[[ Dataset content open ]]
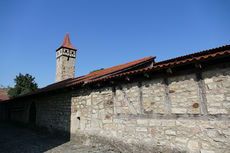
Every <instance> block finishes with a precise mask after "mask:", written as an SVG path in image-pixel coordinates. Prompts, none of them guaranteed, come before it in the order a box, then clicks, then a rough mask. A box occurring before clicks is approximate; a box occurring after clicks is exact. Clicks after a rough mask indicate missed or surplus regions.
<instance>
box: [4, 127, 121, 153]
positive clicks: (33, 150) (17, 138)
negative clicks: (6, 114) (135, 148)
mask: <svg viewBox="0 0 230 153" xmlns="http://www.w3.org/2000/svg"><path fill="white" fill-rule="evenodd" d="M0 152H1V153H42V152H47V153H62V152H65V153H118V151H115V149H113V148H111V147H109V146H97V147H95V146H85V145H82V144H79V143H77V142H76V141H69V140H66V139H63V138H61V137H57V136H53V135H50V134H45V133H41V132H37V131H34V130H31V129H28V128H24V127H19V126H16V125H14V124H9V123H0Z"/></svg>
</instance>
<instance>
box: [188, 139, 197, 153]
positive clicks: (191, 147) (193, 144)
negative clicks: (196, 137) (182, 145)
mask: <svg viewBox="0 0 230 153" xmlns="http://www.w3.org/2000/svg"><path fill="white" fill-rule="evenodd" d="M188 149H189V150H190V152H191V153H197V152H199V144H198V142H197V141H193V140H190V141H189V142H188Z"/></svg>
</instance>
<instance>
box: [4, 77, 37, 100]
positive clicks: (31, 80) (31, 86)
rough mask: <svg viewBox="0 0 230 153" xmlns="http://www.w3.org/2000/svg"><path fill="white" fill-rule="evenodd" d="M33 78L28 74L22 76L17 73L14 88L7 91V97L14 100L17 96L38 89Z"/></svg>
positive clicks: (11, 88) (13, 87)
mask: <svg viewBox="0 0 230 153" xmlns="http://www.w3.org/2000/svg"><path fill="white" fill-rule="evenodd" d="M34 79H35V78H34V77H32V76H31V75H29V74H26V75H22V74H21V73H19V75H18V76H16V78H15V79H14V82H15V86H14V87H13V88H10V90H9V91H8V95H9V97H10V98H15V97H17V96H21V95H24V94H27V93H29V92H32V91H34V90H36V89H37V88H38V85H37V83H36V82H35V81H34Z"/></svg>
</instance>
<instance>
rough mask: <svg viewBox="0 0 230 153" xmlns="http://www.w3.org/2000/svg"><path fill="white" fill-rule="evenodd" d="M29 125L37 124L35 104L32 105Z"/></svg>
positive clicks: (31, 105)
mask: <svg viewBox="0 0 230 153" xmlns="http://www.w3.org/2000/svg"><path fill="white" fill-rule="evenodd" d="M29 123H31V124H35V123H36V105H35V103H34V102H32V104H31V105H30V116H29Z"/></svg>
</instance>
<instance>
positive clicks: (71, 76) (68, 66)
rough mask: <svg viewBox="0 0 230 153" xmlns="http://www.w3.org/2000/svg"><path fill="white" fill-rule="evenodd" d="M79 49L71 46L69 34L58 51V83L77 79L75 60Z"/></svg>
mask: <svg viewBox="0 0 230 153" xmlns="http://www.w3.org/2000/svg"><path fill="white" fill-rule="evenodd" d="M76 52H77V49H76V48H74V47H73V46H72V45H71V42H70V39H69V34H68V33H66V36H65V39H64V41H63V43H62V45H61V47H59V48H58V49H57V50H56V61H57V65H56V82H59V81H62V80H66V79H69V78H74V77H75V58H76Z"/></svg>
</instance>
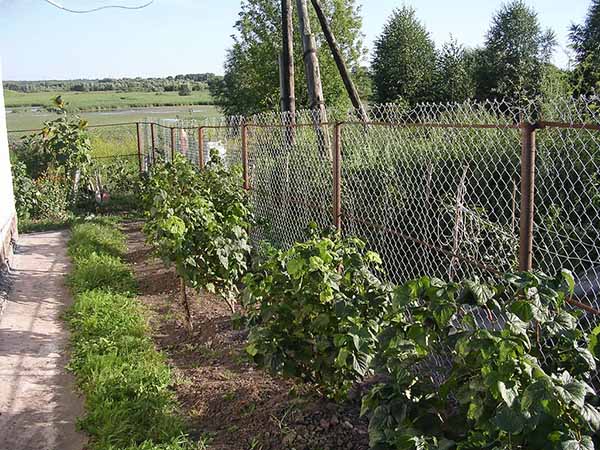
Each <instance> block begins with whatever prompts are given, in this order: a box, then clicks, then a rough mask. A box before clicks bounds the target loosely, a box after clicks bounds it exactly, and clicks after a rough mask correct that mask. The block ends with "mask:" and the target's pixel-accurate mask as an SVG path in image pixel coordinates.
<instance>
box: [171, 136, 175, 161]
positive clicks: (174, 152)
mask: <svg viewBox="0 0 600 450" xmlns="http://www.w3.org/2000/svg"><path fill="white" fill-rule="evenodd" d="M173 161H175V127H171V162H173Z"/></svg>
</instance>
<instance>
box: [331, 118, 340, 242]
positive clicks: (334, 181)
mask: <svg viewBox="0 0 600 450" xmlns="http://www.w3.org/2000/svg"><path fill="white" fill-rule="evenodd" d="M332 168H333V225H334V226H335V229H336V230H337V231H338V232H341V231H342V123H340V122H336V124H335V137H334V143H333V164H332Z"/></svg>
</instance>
[[ Dataset content closed ]]
**What is needed:**
Find each line in the records that contains the word "after" and copy those lines out.

**Solution to this task:**
Every <instance> block finishes with a precise mask after "mask:", written as an SVG path in image-pixel coordinates. Prompts, none of them guaranteed, come before it in the order a box, then clicks, then a rough mask. A box occurring before clicks is approximate; a box occurring after clicks is exact. Clicks after a rough mask indicate missed or surplus regions.
Each <instance> block begins with whatever prompts are given, in this order: a box, then clicks, then a rough mask. A box before clicks bounds the target loosely, a box after clicks bounds it exactly, and clicks after a rough mask correct that mask. The block ends with "mask:" and the target's pixel-accurate mask as an SVG path in image pixel coordinates.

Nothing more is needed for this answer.